ENTRIES SUPPLIED:
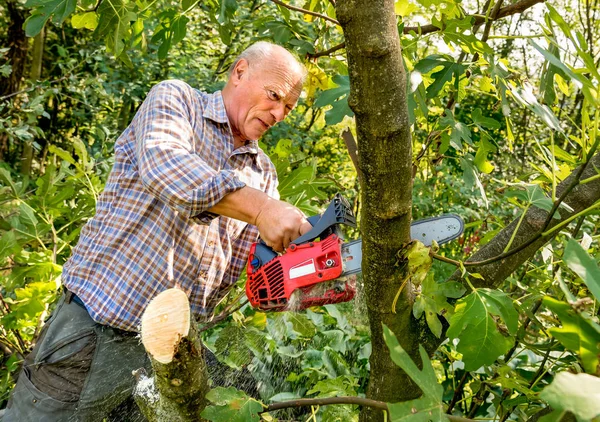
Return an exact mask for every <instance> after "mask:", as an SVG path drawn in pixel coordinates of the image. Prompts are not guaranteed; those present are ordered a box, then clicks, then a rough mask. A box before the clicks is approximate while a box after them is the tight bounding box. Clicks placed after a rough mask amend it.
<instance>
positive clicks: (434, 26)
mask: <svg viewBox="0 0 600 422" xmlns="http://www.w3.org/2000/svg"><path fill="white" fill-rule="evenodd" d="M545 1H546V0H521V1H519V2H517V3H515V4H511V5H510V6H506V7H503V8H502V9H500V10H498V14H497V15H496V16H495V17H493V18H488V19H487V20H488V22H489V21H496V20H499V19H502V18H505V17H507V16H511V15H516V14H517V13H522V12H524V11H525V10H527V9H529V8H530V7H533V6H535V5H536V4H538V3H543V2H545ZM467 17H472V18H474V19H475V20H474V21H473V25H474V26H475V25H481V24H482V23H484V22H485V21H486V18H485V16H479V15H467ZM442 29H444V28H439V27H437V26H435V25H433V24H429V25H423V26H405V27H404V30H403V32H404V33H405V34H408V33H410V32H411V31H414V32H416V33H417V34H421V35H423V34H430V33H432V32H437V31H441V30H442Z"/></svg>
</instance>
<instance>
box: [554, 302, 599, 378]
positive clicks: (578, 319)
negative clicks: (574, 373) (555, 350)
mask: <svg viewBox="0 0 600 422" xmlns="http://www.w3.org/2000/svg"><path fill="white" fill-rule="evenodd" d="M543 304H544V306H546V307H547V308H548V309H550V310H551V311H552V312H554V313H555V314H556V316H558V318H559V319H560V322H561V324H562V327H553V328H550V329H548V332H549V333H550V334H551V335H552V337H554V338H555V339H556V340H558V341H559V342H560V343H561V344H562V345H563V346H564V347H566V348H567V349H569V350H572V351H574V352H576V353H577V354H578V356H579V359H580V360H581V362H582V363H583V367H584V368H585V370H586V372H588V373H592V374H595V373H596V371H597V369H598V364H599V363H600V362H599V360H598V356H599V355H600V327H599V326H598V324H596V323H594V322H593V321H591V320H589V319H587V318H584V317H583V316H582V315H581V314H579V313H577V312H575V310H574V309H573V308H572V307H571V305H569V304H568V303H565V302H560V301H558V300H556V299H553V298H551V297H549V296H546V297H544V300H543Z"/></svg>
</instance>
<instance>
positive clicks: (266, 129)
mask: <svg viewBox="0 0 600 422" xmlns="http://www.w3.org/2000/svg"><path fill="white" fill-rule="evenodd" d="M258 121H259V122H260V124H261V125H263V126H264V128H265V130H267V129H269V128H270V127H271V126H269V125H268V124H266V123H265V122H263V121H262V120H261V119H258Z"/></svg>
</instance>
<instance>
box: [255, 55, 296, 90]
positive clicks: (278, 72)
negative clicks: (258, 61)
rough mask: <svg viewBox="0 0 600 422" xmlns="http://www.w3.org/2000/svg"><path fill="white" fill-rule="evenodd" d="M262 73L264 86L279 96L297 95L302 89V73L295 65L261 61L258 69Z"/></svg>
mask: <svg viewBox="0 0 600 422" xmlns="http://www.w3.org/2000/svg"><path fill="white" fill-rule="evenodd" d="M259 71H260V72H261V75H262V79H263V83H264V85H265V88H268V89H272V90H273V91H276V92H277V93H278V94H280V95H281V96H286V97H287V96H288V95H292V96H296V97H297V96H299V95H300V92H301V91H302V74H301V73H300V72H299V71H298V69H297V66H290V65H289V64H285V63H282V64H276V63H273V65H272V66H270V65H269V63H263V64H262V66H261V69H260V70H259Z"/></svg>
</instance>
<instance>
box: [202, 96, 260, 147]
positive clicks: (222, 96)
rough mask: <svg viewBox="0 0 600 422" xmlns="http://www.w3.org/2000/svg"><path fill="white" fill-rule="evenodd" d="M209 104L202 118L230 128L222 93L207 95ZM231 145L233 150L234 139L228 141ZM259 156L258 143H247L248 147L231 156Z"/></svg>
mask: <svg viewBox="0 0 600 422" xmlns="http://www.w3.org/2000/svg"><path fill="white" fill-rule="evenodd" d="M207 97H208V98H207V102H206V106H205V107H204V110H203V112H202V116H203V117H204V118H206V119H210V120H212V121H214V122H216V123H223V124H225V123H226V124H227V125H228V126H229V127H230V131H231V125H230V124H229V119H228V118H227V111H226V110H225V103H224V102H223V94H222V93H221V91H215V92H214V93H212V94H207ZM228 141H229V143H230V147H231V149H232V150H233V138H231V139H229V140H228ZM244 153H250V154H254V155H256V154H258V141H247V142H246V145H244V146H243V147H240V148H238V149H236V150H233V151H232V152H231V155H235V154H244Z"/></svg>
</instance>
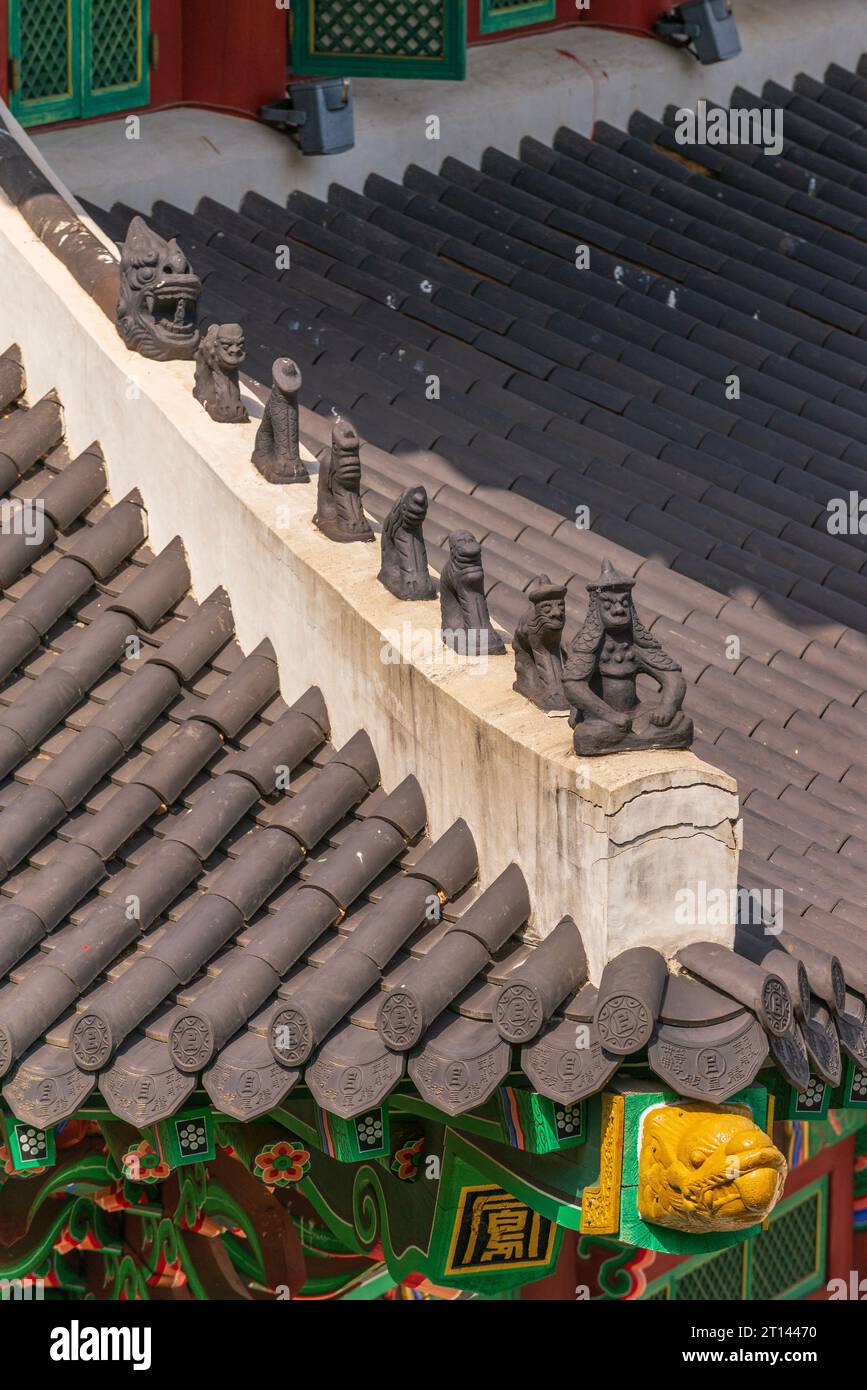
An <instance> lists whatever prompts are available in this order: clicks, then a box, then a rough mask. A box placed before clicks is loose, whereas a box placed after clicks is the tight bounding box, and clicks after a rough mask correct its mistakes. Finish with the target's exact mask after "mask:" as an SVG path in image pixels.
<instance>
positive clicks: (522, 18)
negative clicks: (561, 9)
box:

---

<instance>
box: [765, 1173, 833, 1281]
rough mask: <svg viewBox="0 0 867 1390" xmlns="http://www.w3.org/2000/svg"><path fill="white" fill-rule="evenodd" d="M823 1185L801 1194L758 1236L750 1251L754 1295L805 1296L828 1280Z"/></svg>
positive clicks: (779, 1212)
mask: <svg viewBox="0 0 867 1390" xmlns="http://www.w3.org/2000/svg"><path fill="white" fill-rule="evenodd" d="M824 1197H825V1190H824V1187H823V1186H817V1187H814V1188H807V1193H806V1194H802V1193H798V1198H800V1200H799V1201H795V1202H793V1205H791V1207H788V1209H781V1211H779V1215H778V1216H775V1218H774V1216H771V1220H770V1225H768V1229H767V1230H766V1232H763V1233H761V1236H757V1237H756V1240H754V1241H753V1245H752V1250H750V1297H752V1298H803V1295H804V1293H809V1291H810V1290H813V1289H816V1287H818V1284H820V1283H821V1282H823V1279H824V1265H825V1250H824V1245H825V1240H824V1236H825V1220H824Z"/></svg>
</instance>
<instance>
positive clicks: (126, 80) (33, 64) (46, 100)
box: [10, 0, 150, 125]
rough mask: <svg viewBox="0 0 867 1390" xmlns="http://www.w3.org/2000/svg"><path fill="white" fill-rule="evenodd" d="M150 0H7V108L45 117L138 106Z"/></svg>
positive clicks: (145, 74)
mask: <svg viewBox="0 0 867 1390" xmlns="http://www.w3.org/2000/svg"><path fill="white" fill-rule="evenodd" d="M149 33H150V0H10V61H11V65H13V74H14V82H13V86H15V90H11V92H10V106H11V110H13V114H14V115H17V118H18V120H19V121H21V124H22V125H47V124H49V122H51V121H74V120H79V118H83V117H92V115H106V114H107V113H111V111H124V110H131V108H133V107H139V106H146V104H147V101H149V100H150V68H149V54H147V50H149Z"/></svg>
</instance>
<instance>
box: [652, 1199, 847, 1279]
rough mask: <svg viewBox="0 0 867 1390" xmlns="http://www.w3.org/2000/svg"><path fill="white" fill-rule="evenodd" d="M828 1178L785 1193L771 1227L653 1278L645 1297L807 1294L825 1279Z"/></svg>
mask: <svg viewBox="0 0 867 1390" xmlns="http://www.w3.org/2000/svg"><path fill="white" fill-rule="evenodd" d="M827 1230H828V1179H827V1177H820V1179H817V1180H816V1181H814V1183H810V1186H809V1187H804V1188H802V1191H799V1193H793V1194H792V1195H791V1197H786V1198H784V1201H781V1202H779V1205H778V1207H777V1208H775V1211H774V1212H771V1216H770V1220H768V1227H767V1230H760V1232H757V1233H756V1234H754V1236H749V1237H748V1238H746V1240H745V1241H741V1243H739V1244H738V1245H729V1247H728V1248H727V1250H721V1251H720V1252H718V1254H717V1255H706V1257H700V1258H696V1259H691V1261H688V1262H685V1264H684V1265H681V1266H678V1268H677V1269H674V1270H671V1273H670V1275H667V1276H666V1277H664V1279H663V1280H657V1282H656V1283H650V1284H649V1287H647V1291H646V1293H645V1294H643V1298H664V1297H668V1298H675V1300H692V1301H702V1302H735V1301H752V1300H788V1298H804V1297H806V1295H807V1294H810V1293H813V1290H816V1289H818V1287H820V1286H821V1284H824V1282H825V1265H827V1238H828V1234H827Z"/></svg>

--

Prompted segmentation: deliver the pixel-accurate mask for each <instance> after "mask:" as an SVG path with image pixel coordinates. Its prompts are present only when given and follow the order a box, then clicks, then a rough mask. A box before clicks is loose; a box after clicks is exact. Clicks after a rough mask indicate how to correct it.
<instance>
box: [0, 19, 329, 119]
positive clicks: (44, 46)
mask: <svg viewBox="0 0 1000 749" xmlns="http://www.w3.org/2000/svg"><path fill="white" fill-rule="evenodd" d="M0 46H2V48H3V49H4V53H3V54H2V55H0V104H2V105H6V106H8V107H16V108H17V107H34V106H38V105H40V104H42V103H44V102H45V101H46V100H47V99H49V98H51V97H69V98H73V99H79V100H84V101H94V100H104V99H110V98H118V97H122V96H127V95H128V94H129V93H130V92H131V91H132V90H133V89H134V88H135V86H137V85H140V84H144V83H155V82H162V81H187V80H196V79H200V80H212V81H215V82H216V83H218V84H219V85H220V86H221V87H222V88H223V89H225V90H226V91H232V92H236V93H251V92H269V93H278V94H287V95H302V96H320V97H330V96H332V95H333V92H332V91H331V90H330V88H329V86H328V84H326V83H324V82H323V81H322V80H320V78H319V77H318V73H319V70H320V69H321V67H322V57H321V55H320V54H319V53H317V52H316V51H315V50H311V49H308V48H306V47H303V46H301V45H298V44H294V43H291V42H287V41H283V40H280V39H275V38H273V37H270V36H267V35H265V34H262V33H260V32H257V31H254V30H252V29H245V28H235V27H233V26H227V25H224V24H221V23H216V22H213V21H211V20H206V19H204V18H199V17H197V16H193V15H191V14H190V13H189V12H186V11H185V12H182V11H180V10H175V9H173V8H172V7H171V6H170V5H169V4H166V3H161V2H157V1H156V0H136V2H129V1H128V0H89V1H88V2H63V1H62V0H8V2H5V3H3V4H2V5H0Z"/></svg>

HOW TO COMPLETE THIS TASK: Where does "after" appear in the records above? Copy each line that holds it.

EXERCISE ANSWER:
Return an exact mask for every <instance> after "mask:", as an SVG path drawn in pixel coordinates of the image. Prompts are not guaranteed; those present are ordered a box, then clicks, then a rough mask. A box before the clicks is approximate while a box after them is the tight bounding box. Clicks placed after a rough mask amend it.
An <instance> lists whatever prompts are available in this order: clicks, then a box, then a rough mask. A box placed before clicks is loose, whereas a box placed after clicks is the tight bounding box, and clicks after a rough mask correct its mistakes. Finish with the target's exact mask after "mask:" as an SVG path in image pixels.
Prompted segmentation: deliver the pixel-accurate mask for each <instance> after "mask:" as an SVG path with image pixel coordinates. Its prompts are present only when given and follow the order a box, then clicks, then a rough mask. A box before clicks is loose; a box after clicks is exact. Clicks after a rough mask indicate how to correct it.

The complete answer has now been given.